Instructions for the task: Write out, word for word, every line in the data below from the one containing "Find every instance of the car hood" to the one containing "Target: patch of snow", both of them included.

--- Exercise inputs Enclosed Below ---

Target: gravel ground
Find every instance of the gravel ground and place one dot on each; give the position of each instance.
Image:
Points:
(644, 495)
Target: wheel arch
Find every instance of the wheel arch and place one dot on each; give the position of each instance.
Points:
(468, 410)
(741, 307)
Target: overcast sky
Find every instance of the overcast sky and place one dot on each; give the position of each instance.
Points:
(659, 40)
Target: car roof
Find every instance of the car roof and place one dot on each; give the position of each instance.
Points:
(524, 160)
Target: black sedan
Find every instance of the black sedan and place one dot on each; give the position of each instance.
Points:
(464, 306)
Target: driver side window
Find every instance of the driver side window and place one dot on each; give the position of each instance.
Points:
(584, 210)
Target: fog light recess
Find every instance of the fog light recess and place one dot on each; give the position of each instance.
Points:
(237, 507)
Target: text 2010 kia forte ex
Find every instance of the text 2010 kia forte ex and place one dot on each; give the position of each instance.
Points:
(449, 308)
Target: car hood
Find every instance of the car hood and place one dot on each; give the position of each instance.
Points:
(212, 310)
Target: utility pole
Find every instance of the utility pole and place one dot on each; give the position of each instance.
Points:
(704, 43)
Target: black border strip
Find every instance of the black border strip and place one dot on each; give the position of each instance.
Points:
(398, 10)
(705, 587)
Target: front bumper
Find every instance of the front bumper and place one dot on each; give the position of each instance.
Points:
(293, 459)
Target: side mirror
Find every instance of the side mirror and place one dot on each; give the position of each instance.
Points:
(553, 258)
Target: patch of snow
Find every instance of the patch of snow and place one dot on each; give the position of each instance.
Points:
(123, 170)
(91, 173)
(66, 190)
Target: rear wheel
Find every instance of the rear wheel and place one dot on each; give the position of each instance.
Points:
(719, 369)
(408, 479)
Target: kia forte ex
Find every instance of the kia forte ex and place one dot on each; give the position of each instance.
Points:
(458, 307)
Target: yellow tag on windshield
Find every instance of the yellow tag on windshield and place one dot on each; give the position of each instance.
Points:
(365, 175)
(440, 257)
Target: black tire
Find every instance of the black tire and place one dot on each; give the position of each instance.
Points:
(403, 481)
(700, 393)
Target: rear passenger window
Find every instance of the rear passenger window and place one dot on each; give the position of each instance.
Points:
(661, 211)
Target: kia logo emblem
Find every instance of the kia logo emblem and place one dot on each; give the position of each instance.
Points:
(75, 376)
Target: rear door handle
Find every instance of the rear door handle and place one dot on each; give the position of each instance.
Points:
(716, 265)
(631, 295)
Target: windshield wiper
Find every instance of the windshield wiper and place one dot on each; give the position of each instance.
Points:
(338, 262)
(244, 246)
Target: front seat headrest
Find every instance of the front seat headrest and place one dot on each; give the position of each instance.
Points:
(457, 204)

--- End of Enclosed Exercise inputs ---

Solution to this exercise:
Find every instance of the car hood and place one dot on each; give the position of each instance.
Points:
(212, 310)
Target: utility pole
Find every instance of the utility pole and place one dot on each; give the position of each instance.
Points:
(704, 43)
Target: black border strip
Find every instance of the black border strip and place one dot on each; give the position of each instance.
Points:
(398, 10)
(705, 587)
Target: front bumper
Find every instance of the front bumper and place one dot on each; give the position of each instance.
Points:
(293, 459)
Target: side mirror
Find every instance of the side mirror and place one dot on each; give the position of each instance.
Points:
(553, 258)
Target: patch of snow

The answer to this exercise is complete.